The recipient of the Fred Gregg Jr. Award, the highest annual honor the hall bestows, will be announced later.

The 2019 inductees are Bill Burnside, Marvin Burke, Austin Clark, Terry Cordell, Mike Cross, Jim Hennen, Warren Hill, Donnie Holbrook, Jim Jackson, Malcolm Mackey, Scott McMahen, Andy Morgan, Chip O'Dell, Terrell Owens, Audra Brannon Pumpelly, Janet Tate, Charlie Taylor, Danny Williams, Connie Young and Tom Younger.

Lanter is being honored primarily for her final Lee season in the fall of 2017 and for the many awards that followed it into 2018, when she also was a force for the Chattanooga Football Club women's team. Among other achievements, the former Gatorade Tennessee girls' soccer player of the year from Soddy-Daisy High School graduated summa cum laude as Lee's top nursing graduate in the spring of 2018.

WHAT THE TASK ASKS. Write out the hall of fame passage from "Lanter is being" up to and including "spring of 2018.". The listing has no connection to the hall of fame passage.

ENTRIES SUPPLIED.
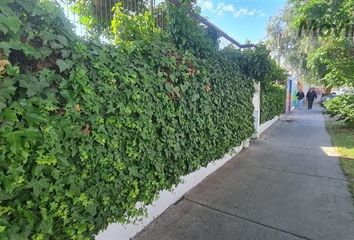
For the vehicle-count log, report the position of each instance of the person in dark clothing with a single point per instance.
(310, 96)
(300, 98)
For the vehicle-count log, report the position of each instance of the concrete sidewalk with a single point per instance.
(283, 187)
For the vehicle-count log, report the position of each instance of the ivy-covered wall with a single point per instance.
(273, 98)
(87, 130)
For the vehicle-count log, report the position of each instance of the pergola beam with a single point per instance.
(214, 27)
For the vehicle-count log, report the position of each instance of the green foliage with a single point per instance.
(323, 54)
(258, 64)
(88, 130)
(342, 107)
(272, 101)
(188, 33)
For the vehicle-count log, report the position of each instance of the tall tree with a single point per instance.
(315, 40)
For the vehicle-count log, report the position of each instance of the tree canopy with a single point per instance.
(315, 40)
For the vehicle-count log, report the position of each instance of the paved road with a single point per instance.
(283, 187)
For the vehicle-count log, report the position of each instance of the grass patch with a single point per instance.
(342, 136)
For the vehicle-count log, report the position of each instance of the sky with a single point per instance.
(241, 19)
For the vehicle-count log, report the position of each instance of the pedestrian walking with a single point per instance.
(311, 96)
(300, 98)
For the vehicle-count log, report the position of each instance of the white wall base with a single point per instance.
(266, 125)
(117, 231)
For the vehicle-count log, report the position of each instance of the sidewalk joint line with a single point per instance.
(299, 173)
(248, 220)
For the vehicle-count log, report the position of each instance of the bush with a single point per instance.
(272, 101)
(89, 130)
(342, 107)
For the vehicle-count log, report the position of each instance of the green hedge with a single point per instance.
(342, 107)
(272, 101)
(88, 130)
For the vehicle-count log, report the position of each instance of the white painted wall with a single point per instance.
(266, 125)
(257, 108)
(124, 232)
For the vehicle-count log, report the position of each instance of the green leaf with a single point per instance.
(32, 84)
(10, 115)
(13, 23)
(64, 64)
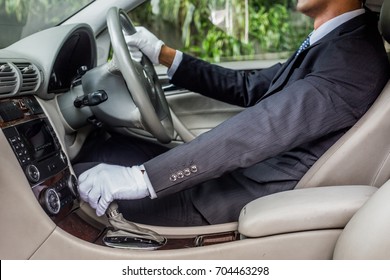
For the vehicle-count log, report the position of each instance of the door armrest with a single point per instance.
(302, 210)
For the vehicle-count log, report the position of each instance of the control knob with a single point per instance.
(50, 201)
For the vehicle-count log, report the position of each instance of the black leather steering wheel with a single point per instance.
(141, 79)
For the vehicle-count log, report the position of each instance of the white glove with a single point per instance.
(145, 41)
(102, 184)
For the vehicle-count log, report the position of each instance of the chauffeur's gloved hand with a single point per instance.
(102, 184)
(145, 41)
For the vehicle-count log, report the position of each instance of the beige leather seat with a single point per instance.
(367, 234)
(349, 216)
(362, 155)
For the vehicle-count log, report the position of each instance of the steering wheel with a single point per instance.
(141, 79)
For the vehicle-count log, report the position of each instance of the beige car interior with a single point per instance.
(339, 209)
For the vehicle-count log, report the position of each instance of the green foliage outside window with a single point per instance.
(257, 28)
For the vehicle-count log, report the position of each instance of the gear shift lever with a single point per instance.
(128, 235)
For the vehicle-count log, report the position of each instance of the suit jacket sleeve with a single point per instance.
(326, 91)
(242, 88)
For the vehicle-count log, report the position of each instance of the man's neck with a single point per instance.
(332, 12)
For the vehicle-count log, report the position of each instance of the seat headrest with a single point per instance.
(384, 20)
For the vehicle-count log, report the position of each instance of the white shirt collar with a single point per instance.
(332, 24)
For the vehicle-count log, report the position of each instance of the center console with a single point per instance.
(39, 153)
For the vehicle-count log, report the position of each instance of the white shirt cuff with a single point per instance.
(148, 183)
(175, 64)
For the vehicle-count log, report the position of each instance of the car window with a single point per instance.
(20, 18)
(226, 30)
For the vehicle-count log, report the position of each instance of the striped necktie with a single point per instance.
(305, 44)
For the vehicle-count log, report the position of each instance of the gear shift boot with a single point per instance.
(127, 235)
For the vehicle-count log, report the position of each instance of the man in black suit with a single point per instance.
(296, 111)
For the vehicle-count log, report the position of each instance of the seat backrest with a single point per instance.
(362, 155)
(366, 236)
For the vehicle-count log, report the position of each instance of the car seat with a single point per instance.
(362, 155)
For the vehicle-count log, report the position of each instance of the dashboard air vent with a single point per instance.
(8, 79)
(30, 77)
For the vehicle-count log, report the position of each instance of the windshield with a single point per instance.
(20, 18)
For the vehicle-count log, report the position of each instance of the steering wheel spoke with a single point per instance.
(141, 79)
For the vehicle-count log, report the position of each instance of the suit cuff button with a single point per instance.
(194, 169)
(180, 175)
(173, 178)
(187, 172)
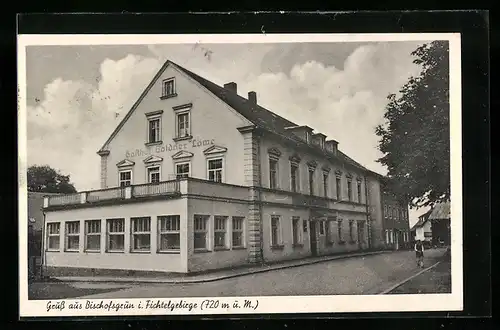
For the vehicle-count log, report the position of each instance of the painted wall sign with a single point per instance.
(170, 147)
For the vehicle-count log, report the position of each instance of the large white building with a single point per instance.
(196, 177)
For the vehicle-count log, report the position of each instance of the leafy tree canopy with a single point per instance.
(415, 139)
(46, 179)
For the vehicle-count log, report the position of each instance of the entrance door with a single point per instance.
(361, 234)
(313, 237)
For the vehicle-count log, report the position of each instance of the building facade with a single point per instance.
(396, 223)
(196, 177)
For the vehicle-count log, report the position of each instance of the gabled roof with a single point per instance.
(258, 115)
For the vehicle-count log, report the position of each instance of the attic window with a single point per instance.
(168, 88)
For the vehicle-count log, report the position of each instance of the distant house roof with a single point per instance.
(35, 204)
(441, 211)
(421, 220)
(258, 115)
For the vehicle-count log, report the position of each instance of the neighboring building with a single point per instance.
(423, 228)
(396, 223)
(440, 219)
(196, 177)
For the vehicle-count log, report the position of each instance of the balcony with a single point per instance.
(165, 188)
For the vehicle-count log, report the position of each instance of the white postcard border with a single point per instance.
(288, 304)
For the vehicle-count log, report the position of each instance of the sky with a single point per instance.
(77, 95)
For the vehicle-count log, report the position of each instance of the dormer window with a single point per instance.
(168, 88)
(183, 122)
(154, 126)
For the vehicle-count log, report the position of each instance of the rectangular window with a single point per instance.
(169, 87)
(215, 170)
(311, 181)
(116, 235)
(141, 234)
(182, 170)
(154, 129)
(329, 236)
(296, 231)
(169, 233)
(273, 173)
(154, 174)
(183, 127)
(359, 192)
(294, 177)
(238, 230)
(338, 187)
(275, 230)
(73, 236)
(53, 236)
(351, 230)
(93, 235)
(125, 178)
(339, 230)
(349, 190)
(220, 231)
(200, 232)
(325, 184)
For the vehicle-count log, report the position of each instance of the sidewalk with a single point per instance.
(214, 276)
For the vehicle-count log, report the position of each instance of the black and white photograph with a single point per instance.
(212, 174)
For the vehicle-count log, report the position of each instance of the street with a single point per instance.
(358, 275)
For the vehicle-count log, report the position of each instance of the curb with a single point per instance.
(212, 279)
(392, 288)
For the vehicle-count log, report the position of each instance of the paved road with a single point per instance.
(361, 275)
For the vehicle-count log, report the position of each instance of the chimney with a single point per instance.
(252, 97)
(332, 146)
(231, 87)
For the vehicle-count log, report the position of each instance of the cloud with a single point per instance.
(345, 102)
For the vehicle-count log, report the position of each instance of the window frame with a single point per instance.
(176, 231)
(51, 234)
(110, 233)
(326, 186)
(158, 133)
(275, 160)
(206, 230)
(120, 178)
(134, 233)
(240, 231)
(224, 231)
(67, 235)
(164, 93)
(296, 187)
(279, 234)
(222, 169)
(150, 168)
(297, 230)
(182, 163)
(87, 234)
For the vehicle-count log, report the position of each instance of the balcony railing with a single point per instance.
(155, 189)
(119, 193)
(105, 194)
(64, 199)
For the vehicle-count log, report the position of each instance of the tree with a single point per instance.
(46, 179)
(415, 137)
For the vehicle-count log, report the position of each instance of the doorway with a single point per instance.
(313, 238)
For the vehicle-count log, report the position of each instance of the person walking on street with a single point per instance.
(419, 250)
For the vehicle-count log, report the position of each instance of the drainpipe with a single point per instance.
(368, 221)
(43, 249)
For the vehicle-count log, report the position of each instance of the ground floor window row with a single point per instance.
(332, 230)
(391, 236)
(209, 233)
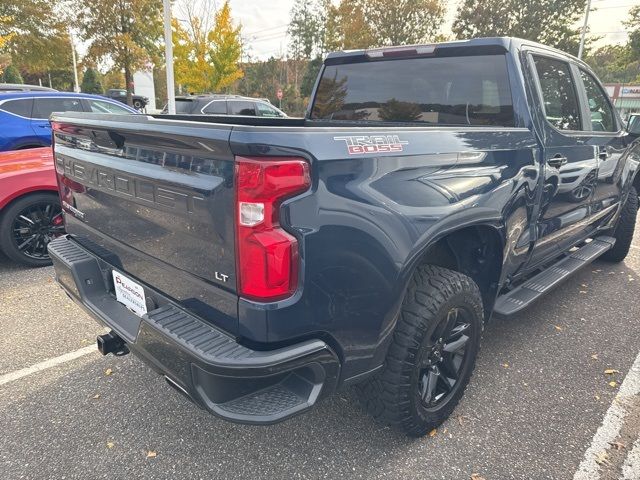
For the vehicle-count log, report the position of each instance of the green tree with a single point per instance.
(398, 111)
(347, 27)
(91, 82)
(127, 32)
(207, 57)
(35, 36)
(634, 32)
(305, 28)
(546, 21)
(404, 22)
(225, 49)
(12, 75)
(310, 76)
(192, 69)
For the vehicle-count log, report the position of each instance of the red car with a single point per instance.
(30, 214)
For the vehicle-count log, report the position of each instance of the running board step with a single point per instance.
(524, 295)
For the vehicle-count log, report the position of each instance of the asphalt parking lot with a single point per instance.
(538, 407)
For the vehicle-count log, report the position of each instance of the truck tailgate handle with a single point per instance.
(557, 161)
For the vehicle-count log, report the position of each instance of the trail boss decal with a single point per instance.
(373, 144)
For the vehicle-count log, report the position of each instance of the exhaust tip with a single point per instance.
(111, 343)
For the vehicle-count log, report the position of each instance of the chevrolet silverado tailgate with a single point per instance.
(155, 199)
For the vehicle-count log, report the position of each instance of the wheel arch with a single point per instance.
(19, 194)
(474, 248)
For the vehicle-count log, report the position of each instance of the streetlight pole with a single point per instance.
(76, 87)
(168, 53)
(584, 29)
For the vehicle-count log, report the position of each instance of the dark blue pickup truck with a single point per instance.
(259, 264)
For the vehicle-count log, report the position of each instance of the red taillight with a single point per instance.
(267, 256)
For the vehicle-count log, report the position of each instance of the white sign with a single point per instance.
(129, 293)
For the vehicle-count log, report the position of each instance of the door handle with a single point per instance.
(557, 161)
(603, 154)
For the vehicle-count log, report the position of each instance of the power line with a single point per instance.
(267, 29)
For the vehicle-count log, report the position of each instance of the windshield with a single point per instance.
(471, 90)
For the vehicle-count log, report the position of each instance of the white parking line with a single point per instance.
(611, 425)
(52, 362)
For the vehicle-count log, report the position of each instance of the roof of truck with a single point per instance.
(489, 44)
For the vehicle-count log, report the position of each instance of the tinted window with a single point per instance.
(218, 107)
(241, 108)
(454, 90)
(602, 119)
(44, 107)
(183, 105)
(265, 110)
(558, 93)
(100, 106)
(20, 107)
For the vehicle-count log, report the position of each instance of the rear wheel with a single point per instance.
(432, 354)
(623, 232)
(28, 225)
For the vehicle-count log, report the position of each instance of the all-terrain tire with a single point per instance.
(393, 396)
(623, 232)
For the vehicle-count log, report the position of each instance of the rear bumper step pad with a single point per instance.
(524, 295)
(201, 361)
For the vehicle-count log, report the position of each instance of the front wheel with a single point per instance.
(432, 354)
(28, 225)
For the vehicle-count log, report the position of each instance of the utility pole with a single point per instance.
(76, 88)
(584, 29)
(168, 53)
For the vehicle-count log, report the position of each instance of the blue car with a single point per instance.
(24, 116)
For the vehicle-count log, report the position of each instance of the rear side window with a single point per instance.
(20, 107)
(242, 108)
(44, 107)
(218, 107)
(265, 110)
(472, 90)
(602, 119)
(558, 93)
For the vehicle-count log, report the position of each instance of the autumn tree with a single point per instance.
(34, 36)
(206, 55)
(633, 24)
(123, 31)
(11, 75)
(306, 28)
(546, 21)
(404, 22)
(347, 27)
(192, 70)
(225, 49)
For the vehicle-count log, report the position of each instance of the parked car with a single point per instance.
(30, 214)
(216, 104)
(120, 94)
(20, 87)
(260, 264)
(24, 116)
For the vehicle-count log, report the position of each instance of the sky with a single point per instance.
(264, 22)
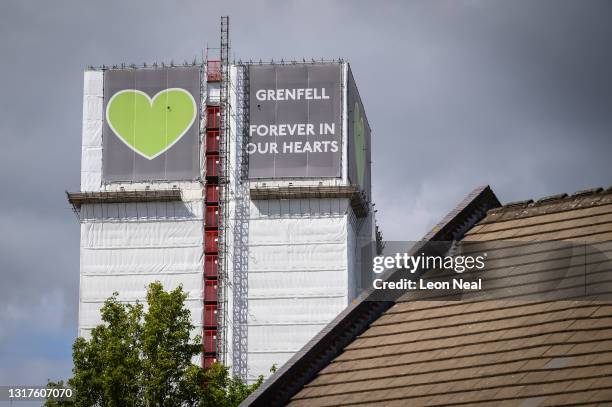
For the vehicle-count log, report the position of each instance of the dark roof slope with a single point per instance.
(487, 352)
(330, 342)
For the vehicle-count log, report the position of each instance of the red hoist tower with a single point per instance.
(216, 148)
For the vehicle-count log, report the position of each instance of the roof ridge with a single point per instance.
(356, 318)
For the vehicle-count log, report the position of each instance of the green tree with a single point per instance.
(139, 358)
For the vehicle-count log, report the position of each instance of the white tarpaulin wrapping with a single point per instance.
(91, 158)
(127, 255)
(298, 278)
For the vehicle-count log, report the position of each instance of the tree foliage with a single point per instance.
(143, 358)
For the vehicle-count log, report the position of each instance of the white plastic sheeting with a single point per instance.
(125, 254)
(298, 275)
(91, 157)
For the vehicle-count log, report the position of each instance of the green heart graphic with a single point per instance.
(359, 140)
(151, 126)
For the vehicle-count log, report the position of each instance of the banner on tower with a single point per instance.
(295, 128)
(151, 125)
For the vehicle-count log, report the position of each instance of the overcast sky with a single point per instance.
(514, 94)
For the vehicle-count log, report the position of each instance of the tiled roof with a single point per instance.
(492, 351)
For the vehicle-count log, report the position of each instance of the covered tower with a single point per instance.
(247, 184)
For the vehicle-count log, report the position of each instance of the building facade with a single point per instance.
(246, 184)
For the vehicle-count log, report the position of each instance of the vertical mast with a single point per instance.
(224, 140)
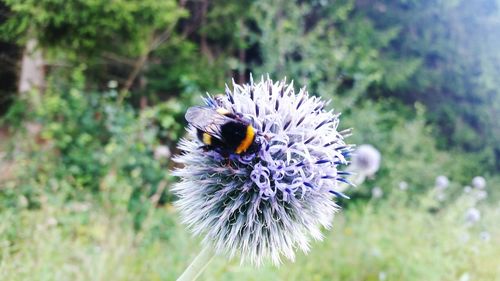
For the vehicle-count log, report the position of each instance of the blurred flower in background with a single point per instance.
(479, 182)
(472, 216)
(161, 152)
(268, 203)
(403, 185)
(377, 192)
(366, 160)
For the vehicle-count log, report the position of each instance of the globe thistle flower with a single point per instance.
(366, 160)
(442, 182)
(479, 182)
(269, 203)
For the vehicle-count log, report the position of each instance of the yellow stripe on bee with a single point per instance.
(247, 141)
(222, 111)
(207, 139)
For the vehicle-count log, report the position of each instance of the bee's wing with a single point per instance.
(207, 120)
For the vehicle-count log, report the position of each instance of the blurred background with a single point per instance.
(92, 102)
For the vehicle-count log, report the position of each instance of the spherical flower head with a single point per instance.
(479, 182)
(269, 203)
(442, 182)
(377, 192)
(366, 160)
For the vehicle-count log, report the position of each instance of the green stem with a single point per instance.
(198, 265)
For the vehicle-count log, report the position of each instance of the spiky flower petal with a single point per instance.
(267, 204)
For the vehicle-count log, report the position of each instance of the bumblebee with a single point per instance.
(223, 131)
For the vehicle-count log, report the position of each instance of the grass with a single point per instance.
(380, 240)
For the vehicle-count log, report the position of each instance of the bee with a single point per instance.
(223, 131)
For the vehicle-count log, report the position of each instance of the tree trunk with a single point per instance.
(32, 69)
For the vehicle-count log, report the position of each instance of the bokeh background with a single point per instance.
(92, 99)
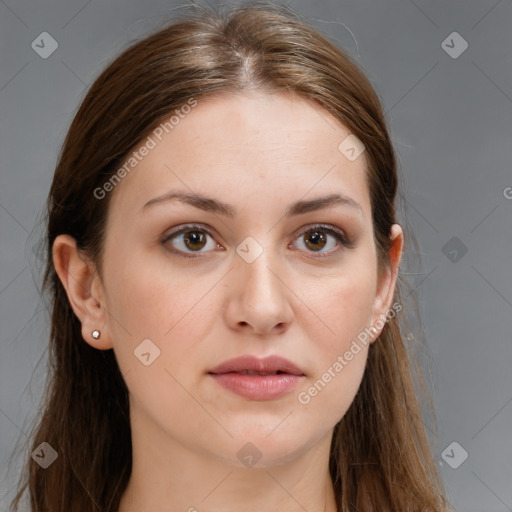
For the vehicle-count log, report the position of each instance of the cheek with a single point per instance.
(159, 303)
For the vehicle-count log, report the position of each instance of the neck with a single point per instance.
(177, 479)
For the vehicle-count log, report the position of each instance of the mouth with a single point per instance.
(258, 379)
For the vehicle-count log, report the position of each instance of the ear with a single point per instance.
(84, 289)
(386, 283)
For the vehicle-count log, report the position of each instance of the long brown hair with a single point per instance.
(380, 457)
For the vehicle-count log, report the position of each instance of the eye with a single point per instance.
(316, 239)
(190, 239)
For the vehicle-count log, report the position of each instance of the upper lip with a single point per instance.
(270, 364)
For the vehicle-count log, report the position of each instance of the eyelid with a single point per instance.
(340, 235)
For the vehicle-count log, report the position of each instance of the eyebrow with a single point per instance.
(215, 206)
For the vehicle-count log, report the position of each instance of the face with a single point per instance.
(256, 277)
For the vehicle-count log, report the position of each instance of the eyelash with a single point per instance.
(337, 234)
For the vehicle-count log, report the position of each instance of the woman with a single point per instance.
(223, 266)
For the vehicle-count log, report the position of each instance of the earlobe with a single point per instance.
(83, 288)
(387, 283)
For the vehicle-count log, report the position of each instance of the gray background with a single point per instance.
(450, 119)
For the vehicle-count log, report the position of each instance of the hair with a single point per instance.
(380, 456)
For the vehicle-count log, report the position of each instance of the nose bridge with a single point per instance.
(262, 294)
(258, 266)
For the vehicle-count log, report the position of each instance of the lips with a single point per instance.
(251, 365)
(258, 379)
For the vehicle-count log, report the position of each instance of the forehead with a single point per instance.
(232, 147)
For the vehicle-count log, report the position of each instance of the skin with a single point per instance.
(259, 153)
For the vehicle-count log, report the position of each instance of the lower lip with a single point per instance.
(258, 387)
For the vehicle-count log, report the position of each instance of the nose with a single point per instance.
(258, 300)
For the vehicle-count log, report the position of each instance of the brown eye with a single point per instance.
(315, 240)
(318, 238)
(194, 240)
(190, 239)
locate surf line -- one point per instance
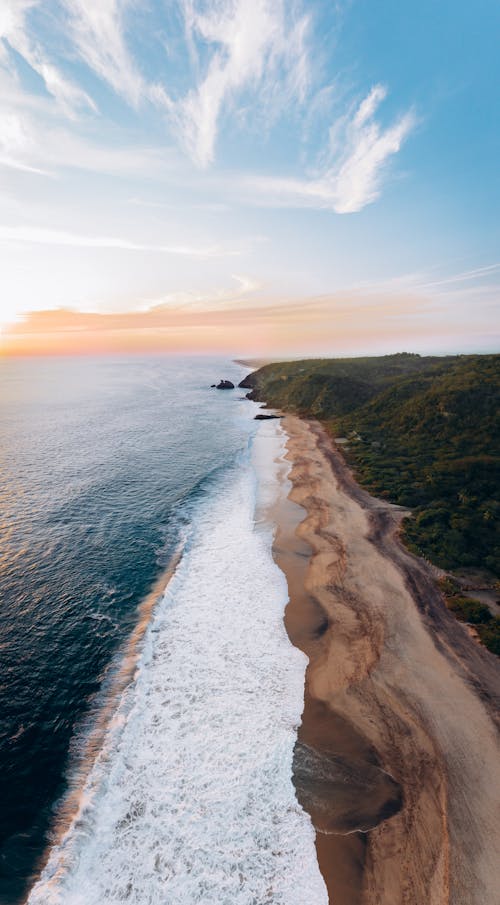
(89, 742)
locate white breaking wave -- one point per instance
(191, 799)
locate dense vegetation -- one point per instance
(421, 432)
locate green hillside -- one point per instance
(422, 432)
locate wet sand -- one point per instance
(397, 758)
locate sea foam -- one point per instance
(191, 799)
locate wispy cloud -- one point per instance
(356, 161)
(42, 236)
(97, 30)
(14, 33)
(254, 46)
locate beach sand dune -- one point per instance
(398, 757)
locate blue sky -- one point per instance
(246, 154)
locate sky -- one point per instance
(251, 177)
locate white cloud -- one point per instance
(251, 42)
(97, 29)
(14, 33)
(43, 236)
(356, 161)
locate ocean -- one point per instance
(146, 733)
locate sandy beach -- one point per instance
(397, 758)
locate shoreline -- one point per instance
(400, 791)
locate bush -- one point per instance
(490, 635)
(468, 610)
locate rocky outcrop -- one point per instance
(247, 383)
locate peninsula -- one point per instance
(397, 755)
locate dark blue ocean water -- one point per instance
(100, 459)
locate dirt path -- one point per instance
(398, 737)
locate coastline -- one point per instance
(401, 791)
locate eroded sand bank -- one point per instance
(398, 755)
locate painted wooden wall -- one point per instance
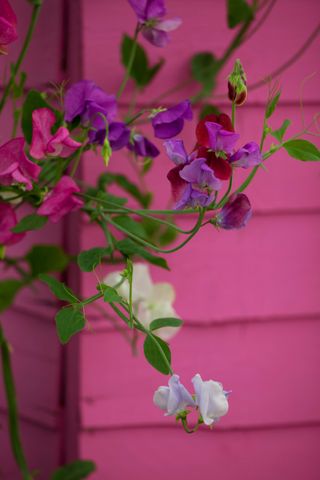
(250, 299)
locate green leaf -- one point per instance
(302, 150)
(130, 225)
(59, 289)
(46, 259)
(165, 322)
(89, 259)
(8, 290)
(153, 346)
(69, 321)
(128, 248)
(279, 134)
(30, 222)
(238, 11)
(74, 471)
(33, 101)
(204, 67)
(208, 109)
(123, 182)
(141, 72)
(110, 294)
(271, 105)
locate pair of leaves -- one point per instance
(141, 71)
(129, 248)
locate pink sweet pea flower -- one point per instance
(8, 24)
(15, 167)
(61, 201)
(8, 220)
(44, 143)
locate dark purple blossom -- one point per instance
(142, 147)
(247, 156)
(169, 123)
(118, 134)
(150, 14)
(236, 213)
(221, 140)
(87, 101)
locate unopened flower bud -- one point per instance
(237, 84)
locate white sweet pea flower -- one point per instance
(149, 300)
(210, 398)
(174, 398)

OUTPUT FOR THIS EXERCISE.
Lanter is being honored primarily for her final Lee season in the fall of 2017 and for the many awards that followed it into 2018, when she also was a force for the Chattanooga Football Club women's team. Among other achievements, the former Gatorade Tennessee girls' soccer player of the year from Soddy-Daisy High School graduated summa cum laude as Lee's top nursing graduate in the spring of 2018.